• _Requisitos do exercício_:
Prossiga o texto sobre a fosforilação das proteínas, apresentado abaixo, a partir da última frase.

• _Texto fornecido_:

A mensagem genética está codificada e tem de ser traduzida em proteínas que desempenham funções específicas, como se fossem pequenos robôs da grande fábrica celular. Uma alteração na mensagem genética pode fazer com que se fabriquem proteínas diferentes ou em quantidades distintas. E é ao estudo destas alterações que os investigadores se têm dedicado, mas equipa de Pedro Beltrão tinha outra ideia: foram perceber se há modificações na forma como se controla a atividade das proteínas ou no local onde atuam nas células.

Imagine um robô com um interruptor ligado a um conjunto de fios. Quando se liga ou desliga esse interruptor, o robô vai desempenhar uma determinada função. Acontece o mesmo com as proteínas — sempre que há uma fosforilação (adição de um grupo fosfato à proteína) mexe-se no interruptor. Agora imagine que mudava o interruptor de sítio e que o ligava a outro conjunto de fios. Quando o ligasse podia acontecer que a função do robô fosse completamente diferente da anterior. Como talvez já esteja a imaginar, com as proteínas acontece o mesmo.

• _Listagem de dados_:
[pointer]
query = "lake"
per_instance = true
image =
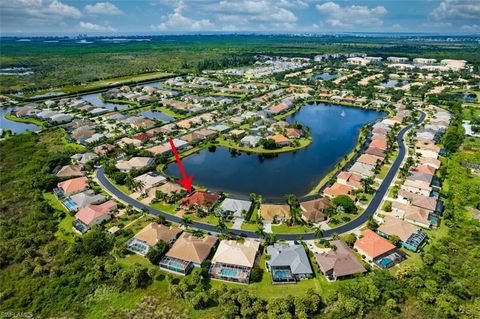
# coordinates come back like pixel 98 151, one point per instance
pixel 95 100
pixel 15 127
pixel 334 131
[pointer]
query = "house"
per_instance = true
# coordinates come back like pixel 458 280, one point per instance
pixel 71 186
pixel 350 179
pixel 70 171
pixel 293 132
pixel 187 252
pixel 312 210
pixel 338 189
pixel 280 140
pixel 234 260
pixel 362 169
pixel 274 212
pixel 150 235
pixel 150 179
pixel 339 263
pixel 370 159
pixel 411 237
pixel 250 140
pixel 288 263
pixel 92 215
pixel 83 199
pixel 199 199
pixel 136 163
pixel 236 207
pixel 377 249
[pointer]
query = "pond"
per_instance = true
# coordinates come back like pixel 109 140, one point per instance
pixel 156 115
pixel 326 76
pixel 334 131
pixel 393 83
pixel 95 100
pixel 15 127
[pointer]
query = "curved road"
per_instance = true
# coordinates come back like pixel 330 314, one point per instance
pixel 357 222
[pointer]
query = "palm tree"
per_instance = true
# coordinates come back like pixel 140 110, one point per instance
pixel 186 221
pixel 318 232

---

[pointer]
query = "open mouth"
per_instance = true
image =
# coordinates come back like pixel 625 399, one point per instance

--

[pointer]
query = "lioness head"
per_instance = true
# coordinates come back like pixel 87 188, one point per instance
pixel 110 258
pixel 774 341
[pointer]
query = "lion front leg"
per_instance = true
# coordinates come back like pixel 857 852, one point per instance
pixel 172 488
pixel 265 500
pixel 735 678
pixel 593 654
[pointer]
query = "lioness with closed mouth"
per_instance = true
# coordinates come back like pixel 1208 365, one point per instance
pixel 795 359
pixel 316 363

• _Resposta do exercício_:
Os mecanismos que controlam a atividade das proteínas mostraram-se assim tão importantes como os mecanismos que controlam o fabrico destas proteínas no processo evolutivo, explicou Pedro Beltrão. A grande diferença é que há muito tempo que era possível acompanhar o fabrico das proteínas — saber quantas tinham sido produzidas, por exemplo –, mas só recentemente se desenvolveram técnicas que permitem verificar que os “interruptores” mudaram de sítio e que impacto é que isso tem no controlo da atividade das proteínas. E foi aproveitando estas novas técnicas que os investigadores conseguiram publicar estes resultados.

“Este artigo é importante porque é uma análise comparativa de como as funções celulares são reguladas ao longo de várias centenas de anos de evolução”, nota Christian Landry, especialista em evolução na Universidade de Laval (Canadá).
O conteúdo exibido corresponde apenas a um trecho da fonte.